Tekst ter beoordeling:
==========

Mr. X trad op voor een mevrouw I, die tijdens een ‘incident’ in een hotel zou zijn mishandeld door een andere mevrouw (klaagster). Bij het incident was ook meneer H, de ex van klaagster, aanwezig. De exen waren in allerhande procedures verwikkeld.
Mr. X deed namens mevrouw I aangifte van mishandeling en kreeg op verzoek van het OM de processtukken in de strafzaak toegestuurd. In de begeleidende brief verzocht het OM mr. X de informatie vertrouwelijk te behandelen.
Dan blijkt dat meneer H, de ex, het strafdossier in handen heeft gekregen, terwijl dat (naast de verdachte zelf) alleen aan mr. X was verstrekt. Rara, hoe kan dat? Mr. X doet er het zwijgen toe en mevrouw dient een klacht in tegen mr. X.
De deken leidt de klacht door zonder er veel woorden aan vuil te maken. Mr. X beroept zich op zijn zwijgrecht – ieder antwoord dat hij aan klaagster zou geven zou informatie kunnen opleveren die klaagster tegen haar ex zou kunnen gebruiken. Huh, haar ex? Was die meneer H dan ook cliënt van mr. X? Ook op die vraag wil mr. X niet antwoorden.
De Haagse raad van discipline neemt een tussenbeslissing: als meneer H geen cliënt is van mr. X, moet mr. X wel degelijk verklaren over zijn contacten met deze man. Ténzij die contacten ‘vallen binnen de normale uitoefening van zijn rechtsbijstand aan mevrouw I’. In een geval als dit moet de deken onderzoeken hoe de vork in de steel zit – tegenover hem is een advocaat immers niet gebonden aan zijn geheimhoudingsplicht. Die route werd uitgestippeld door het Hof van Discipline in deze zaak uit 2016.
De raad geeft een andere deken opdracht onderzoek te doen naar het contact tussen mr. X en meneer H. Vielen die onder de normale rechtsbijstand aan mevrouw I en was mr. X ook advocaat van meneer H? Zo twee keer niet, dan zou mr. X moeten antwoorden op de vraag: hebt u het strafdossier aan meneer H verstrekt? Want dat zou een schending zijn van de integriteit en het vertrouwen op grond waarvan een advocaat het verschoningsrecht toekomt.

==========

Gegevens:
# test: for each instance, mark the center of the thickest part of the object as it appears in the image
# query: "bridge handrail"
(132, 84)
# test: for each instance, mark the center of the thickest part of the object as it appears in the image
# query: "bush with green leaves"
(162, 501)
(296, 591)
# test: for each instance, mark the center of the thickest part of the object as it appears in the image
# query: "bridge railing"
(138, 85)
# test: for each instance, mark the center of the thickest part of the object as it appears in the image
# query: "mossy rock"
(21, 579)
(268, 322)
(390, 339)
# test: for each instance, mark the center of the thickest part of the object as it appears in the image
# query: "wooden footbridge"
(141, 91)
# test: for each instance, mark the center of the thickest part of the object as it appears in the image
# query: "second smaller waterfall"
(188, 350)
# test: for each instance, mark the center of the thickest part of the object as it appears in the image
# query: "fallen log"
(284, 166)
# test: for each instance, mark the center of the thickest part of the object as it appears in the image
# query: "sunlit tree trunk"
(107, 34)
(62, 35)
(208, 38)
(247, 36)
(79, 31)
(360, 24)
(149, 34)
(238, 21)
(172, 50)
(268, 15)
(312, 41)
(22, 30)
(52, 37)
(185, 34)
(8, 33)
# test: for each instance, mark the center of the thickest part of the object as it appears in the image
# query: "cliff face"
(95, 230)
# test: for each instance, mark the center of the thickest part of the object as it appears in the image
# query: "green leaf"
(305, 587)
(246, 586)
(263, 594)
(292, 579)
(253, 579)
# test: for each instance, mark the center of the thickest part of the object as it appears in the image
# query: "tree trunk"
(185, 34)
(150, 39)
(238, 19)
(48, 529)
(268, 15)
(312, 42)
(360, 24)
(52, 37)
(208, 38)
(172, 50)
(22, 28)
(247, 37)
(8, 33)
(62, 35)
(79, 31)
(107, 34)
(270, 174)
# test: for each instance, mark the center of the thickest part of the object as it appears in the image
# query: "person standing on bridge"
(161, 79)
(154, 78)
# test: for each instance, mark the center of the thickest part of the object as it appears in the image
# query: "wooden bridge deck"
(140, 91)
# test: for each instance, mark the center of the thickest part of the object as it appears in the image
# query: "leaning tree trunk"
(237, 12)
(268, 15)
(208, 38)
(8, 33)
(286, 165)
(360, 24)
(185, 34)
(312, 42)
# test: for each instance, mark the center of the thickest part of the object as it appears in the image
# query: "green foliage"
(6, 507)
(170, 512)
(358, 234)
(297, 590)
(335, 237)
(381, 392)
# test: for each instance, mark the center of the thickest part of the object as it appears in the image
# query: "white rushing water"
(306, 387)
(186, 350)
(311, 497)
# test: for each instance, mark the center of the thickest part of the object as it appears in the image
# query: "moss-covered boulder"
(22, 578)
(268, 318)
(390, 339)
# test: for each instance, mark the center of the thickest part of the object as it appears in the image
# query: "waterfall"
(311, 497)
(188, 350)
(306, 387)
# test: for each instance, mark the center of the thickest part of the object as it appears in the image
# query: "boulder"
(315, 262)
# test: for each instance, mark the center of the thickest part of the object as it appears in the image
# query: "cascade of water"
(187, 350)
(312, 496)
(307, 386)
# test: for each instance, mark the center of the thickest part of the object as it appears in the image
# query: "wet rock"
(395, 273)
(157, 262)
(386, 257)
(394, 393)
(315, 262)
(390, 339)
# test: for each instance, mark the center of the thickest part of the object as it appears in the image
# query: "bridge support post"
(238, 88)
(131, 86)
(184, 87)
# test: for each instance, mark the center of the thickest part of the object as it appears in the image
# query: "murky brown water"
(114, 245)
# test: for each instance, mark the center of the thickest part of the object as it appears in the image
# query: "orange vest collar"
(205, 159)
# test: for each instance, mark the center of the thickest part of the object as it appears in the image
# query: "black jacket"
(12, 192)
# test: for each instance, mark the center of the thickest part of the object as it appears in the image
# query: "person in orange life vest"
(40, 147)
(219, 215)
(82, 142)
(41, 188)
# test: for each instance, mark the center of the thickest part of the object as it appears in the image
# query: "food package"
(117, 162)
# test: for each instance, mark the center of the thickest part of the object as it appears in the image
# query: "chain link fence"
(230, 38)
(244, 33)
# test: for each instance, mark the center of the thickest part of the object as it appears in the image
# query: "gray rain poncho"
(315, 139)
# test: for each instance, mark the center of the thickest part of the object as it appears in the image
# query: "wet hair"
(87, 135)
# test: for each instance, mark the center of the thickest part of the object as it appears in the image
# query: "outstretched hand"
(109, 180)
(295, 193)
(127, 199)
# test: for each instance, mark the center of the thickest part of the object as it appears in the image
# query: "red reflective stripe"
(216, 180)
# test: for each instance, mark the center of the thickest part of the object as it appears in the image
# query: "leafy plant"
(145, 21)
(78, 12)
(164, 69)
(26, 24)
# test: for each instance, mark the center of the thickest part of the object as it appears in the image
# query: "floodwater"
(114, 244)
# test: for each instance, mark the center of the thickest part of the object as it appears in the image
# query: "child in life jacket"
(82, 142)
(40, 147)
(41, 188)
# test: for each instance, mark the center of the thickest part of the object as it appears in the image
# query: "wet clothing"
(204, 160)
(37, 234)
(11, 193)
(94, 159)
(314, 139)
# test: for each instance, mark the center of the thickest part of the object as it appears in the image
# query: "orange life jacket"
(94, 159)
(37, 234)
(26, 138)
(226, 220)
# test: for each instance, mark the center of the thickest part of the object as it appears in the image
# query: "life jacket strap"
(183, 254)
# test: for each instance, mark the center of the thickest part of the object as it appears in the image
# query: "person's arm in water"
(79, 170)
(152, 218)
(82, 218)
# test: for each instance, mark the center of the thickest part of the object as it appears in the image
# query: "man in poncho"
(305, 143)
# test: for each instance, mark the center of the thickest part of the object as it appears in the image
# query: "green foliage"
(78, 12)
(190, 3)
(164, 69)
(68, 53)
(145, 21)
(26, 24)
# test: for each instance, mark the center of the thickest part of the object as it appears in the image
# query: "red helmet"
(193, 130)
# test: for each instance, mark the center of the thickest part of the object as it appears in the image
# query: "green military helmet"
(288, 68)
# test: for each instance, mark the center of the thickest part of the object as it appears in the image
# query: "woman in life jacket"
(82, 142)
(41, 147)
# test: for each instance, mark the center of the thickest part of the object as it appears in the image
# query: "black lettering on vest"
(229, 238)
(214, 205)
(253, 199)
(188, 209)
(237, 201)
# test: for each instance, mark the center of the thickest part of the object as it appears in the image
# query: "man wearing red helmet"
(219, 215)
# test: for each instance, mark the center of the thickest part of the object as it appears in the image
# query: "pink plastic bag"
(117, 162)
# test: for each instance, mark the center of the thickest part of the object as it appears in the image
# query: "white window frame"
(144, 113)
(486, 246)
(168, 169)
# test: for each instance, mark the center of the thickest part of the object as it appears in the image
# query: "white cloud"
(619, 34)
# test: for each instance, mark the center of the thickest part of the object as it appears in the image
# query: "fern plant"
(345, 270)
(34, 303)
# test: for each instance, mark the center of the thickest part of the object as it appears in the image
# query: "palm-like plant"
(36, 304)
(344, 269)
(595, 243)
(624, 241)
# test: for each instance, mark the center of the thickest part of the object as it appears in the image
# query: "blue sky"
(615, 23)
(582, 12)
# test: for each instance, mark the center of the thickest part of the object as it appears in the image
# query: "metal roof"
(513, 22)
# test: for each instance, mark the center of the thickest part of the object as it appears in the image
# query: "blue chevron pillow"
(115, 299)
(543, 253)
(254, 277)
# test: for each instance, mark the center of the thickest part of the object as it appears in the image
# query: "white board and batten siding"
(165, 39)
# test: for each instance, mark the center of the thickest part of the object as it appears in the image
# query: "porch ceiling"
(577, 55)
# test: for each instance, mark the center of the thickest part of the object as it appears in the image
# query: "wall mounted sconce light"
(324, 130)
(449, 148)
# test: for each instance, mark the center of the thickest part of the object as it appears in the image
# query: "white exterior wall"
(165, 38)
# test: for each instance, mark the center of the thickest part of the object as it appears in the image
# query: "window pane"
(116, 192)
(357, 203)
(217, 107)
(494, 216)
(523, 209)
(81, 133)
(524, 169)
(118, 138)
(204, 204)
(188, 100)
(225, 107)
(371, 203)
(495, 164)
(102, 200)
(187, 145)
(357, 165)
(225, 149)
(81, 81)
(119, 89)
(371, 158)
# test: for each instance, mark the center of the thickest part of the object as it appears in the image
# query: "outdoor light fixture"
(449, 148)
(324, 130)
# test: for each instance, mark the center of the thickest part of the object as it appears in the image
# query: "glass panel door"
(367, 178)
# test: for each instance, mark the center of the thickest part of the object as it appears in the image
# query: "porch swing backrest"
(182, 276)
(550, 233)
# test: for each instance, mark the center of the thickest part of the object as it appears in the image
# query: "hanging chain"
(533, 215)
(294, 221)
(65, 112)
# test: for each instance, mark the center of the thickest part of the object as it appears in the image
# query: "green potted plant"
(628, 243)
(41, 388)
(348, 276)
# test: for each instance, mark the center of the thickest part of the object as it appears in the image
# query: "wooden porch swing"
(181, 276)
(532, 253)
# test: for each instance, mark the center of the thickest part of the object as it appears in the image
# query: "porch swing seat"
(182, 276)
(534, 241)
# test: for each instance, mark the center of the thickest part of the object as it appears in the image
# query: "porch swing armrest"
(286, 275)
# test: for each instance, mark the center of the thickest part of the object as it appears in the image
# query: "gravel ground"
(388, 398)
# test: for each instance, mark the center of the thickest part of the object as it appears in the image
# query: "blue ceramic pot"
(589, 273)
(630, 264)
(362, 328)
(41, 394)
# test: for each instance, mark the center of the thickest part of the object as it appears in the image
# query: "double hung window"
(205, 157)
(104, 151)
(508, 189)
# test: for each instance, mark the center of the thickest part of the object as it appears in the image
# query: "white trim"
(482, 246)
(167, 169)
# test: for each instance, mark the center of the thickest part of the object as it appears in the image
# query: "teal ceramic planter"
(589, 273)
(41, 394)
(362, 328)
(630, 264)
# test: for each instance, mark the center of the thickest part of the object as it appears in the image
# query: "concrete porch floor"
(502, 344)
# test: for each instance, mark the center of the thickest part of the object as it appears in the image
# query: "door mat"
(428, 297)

==========

Opdrachten:
1 – Wat vroeg het OM volgens de tekst over de klacht tegen mr. X in de begeleidende brief aan mr. X?
2 – Schrijf de tekst over de klacht tegen mr. X verder vanaf de laatste zin.

Antwoorden:
1 – Het OM vroeg mr. X de informatie vertrouwelijk te behandelen.

2 –
Na het onderzoek meldt de deken dat alles viel onder de normale rechtsbijstand aan mevrouw I en dat hem niet was gebleken dat mr. X ‘de gerechtvaardigde andere belangen’ niet in acht had genomen. Meer kon hij er eigenlijk niet over zeggen, behalve dat mr. X keurig netjes op de vragen had geantwoord en voor zover hij kon nagaan naar waarheid.
De raad van discipline verklaart de klacht vervolgens ongegrond en het Hof van Discipline doet in appel hetzelfde. Het lag niet erg voor de hand dat mr. X zich mocht verschonen ten aanzien van de vraag of hij dat strafdossier nu al dan niet had gelekt, zegt het Hof. Toch vond de deken dat mr. X zich terecht op het verschoningsrecht beriep en het Hof had geen aanleiding om aan dat oordeel te twijfelen. Evident onmogelijk of manifest onjuist was het oordeel van de deken niet en het Hof had zelf bij ondervraging van mr. X de indruk gekregen dat hij naar eer en geweten had gehandeld.
In al die vaagheid komt er dus geen antwoord op de vraag of mr. X dat strafdossier had verstrekt of niet – en daarmee loopt de klacht dood.